* THE REQUEST *
Rewrite the rows below as a two-column CSV with the headers "text" and "answer," starting at the first row and going on through the line with "column 1055, row 500". Give one CSV line for each row, with its text and its answer each in a single quoted field and any line breaks turned into spaces.

•••••

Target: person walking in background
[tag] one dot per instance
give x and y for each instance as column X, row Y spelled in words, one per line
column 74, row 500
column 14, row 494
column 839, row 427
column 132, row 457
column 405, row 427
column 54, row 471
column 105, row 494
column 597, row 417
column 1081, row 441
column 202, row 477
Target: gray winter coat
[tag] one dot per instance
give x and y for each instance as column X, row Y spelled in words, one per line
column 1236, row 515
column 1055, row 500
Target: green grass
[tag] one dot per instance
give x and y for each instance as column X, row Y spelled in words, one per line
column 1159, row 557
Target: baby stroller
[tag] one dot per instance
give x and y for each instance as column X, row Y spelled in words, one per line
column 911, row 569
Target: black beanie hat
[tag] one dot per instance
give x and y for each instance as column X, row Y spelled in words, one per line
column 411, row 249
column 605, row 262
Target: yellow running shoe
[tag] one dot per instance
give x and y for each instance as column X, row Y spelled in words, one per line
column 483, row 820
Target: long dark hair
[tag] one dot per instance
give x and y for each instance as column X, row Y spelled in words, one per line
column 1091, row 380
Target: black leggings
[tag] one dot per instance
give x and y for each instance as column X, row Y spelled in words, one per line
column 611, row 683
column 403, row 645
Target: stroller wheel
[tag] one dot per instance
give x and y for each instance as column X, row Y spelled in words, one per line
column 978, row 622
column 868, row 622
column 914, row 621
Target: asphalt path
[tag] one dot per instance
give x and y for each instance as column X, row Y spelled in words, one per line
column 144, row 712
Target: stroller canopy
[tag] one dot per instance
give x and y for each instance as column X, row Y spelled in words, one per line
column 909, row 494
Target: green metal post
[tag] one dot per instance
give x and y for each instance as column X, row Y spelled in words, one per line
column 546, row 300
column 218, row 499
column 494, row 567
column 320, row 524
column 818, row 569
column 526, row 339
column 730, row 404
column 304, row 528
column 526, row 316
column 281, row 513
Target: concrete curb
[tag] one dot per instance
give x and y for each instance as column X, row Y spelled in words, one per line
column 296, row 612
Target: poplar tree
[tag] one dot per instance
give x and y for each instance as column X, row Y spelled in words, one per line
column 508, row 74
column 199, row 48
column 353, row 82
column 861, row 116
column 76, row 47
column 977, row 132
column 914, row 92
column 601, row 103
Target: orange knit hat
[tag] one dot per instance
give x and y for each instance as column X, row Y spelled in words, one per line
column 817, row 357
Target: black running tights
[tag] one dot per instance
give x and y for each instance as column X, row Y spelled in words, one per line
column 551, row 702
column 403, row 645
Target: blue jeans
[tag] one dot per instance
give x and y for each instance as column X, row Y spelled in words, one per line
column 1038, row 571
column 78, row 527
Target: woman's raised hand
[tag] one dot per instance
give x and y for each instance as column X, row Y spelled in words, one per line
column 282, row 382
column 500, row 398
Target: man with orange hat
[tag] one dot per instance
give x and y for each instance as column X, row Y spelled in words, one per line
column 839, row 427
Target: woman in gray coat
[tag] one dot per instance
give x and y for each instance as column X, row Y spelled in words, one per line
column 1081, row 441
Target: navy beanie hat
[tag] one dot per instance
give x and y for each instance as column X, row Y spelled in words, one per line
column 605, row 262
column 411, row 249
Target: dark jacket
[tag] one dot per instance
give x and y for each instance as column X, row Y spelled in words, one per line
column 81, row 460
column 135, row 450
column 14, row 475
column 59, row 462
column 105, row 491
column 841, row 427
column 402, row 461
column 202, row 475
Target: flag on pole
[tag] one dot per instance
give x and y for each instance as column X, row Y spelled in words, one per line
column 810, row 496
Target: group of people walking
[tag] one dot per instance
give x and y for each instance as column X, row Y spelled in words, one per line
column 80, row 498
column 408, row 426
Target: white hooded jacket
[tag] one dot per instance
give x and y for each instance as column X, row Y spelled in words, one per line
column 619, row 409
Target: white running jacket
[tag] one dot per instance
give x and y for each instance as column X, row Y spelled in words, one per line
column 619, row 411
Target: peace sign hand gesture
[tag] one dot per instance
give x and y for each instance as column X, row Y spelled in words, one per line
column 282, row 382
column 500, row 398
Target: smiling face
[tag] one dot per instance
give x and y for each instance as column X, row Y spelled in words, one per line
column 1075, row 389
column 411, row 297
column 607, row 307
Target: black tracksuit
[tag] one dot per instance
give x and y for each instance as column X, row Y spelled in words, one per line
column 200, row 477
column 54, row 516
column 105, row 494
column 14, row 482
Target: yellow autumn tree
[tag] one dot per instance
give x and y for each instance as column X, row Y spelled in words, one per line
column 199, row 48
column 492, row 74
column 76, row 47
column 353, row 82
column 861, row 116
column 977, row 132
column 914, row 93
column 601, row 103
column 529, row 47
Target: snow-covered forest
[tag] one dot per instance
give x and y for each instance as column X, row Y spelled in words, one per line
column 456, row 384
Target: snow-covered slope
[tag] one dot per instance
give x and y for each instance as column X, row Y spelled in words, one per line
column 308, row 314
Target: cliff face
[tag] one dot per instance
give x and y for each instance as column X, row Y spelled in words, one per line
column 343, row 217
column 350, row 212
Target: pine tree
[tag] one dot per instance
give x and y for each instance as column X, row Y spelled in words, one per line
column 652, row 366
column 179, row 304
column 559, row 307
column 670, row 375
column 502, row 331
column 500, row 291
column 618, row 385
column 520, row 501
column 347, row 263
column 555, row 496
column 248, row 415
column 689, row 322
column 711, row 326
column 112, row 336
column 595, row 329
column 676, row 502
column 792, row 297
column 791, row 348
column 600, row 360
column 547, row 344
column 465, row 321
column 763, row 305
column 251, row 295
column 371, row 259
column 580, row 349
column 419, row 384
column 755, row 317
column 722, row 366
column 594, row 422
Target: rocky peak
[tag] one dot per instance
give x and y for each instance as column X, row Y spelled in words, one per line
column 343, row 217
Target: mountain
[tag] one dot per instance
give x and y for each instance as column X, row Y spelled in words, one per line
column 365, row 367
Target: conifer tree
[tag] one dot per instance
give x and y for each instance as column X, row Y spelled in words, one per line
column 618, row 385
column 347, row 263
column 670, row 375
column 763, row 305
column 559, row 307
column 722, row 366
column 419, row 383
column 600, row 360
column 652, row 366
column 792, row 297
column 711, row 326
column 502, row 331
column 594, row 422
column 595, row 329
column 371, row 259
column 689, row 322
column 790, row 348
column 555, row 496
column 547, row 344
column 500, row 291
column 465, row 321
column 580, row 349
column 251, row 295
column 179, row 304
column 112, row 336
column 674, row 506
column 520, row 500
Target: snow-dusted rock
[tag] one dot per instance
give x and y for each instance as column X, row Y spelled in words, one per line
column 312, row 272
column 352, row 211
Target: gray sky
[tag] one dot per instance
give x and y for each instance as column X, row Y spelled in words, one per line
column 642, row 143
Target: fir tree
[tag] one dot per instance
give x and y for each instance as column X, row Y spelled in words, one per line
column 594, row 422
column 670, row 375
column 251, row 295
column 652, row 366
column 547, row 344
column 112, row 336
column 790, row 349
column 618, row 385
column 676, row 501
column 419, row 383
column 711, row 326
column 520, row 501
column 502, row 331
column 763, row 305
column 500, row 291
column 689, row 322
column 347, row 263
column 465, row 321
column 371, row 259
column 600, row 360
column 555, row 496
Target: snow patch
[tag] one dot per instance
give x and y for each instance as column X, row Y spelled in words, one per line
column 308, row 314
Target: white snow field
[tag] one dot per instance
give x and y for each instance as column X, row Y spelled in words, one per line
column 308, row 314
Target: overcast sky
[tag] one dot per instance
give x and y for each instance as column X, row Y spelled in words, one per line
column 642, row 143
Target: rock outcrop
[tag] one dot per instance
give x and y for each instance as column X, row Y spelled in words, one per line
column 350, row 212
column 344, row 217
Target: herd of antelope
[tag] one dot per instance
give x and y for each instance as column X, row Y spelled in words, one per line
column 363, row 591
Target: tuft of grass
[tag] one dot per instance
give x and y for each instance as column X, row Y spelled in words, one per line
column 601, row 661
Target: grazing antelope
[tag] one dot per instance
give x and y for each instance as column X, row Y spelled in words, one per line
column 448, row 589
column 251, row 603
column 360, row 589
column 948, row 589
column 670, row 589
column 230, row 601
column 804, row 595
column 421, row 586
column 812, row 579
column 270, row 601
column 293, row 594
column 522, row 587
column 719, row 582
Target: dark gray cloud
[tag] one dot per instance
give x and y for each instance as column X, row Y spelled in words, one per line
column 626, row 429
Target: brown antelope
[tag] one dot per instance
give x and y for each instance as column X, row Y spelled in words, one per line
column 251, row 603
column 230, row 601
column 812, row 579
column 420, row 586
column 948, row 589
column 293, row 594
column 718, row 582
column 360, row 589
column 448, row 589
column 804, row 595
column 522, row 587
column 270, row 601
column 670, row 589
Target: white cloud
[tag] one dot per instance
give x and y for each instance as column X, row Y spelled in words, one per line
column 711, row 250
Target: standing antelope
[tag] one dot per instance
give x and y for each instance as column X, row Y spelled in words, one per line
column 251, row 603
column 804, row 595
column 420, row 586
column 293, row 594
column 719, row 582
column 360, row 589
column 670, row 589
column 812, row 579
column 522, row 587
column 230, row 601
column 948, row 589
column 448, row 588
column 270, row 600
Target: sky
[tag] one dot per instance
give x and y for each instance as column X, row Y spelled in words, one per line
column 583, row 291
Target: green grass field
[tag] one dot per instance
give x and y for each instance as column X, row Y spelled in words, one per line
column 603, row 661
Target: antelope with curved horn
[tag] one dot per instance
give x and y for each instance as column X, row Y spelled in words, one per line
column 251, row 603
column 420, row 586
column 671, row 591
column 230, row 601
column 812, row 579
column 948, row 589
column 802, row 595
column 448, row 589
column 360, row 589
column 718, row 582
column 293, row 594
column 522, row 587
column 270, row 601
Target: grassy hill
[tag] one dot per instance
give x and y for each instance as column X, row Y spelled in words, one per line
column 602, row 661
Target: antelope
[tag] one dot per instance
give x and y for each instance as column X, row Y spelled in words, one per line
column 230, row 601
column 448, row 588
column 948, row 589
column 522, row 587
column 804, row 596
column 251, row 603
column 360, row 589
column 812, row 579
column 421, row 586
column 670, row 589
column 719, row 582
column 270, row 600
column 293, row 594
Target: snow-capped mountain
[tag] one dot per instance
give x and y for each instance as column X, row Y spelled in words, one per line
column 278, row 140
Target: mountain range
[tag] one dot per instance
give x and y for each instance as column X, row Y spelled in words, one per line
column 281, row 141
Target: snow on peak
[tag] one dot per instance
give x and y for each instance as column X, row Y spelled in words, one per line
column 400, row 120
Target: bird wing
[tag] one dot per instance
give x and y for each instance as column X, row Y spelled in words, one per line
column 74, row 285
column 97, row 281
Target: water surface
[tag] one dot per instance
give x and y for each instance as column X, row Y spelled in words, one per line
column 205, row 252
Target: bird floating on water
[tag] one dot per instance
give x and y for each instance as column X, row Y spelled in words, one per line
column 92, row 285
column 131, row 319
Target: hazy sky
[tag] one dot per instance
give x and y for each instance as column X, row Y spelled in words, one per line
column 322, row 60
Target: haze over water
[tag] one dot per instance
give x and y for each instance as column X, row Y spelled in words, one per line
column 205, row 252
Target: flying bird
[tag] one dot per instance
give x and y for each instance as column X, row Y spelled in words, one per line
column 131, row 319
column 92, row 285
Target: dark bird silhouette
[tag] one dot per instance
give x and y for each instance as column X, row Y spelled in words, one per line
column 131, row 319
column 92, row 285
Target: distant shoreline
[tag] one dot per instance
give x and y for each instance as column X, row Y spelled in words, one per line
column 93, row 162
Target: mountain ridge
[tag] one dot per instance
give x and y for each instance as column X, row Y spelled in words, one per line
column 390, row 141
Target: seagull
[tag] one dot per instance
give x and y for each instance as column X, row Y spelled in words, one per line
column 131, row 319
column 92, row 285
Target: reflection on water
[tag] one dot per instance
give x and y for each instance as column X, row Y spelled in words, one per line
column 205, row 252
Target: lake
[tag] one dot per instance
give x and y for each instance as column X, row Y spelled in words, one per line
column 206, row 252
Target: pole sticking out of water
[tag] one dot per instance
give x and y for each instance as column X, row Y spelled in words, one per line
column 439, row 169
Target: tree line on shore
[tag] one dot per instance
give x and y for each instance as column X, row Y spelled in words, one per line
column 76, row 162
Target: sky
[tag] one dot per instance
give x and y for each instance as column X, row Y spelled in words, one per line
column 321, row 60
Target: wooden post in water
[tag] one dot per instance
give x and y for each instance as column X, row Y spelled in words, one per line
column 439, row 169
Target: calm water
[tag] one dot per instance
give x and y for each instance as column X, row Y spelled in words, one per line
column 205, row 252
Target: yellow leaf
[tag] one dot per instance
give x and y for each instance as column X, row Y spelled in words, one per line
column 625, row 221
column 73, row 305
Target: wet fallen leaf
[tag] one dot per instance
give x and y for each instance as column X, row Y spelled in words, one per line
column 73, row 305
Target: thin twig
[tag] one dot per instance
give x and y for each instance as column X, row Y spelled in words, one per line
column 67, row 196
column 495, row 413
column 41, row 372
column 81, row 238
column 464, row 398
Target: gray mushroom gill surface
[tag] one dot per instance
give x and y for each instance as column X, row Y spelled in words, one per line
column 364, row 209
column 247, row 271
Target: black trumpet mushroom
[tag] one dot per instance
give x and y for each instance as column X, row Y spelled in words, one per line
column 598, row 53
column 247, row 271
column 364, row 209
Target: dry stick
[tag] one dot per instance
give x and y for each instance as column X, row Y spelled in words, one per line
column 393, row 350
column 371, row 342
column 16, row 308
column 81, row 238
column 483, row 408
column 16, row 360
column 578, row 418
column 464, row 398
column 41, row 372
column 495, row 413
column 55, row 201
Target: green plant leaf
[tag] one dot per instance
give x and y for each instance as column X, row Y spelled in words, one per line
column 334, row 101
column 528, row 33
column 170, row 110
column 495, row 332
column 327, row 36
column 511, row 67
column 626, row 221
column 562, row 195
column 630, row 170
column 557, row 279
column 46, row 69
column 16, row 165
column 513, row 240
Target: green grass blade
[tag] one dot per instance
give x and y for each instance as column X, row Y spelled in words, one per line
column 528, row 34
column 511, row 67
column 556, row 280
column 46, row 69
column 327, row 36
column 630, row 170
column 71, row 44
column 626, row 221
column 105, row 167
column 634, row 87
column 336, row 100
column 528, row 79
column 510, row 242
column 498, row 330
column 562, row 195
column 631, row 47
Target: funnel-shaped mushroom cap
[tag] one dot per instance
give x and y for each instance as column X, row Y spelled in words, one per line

•••••

* SOLUTION FOR THIS TASK *
text,answer
"Target: person walking in background [tag] one dot per instance give x and y for each instance as column X, row Y spelled in words, one per line","column 74, row 500 column 14, row 494 column 839, row 427 column 132, row 457 column 405, row 427 column 54, row 471 column 105, row 494 column 597, row 417 column 1081, row 441 column 202, row 477"
"Target: gray winter coat [tag] one dot per instance give x and y for each instance as column X, row Y spelled in words, one per line","column 1236, row 515 column 1055, row 500"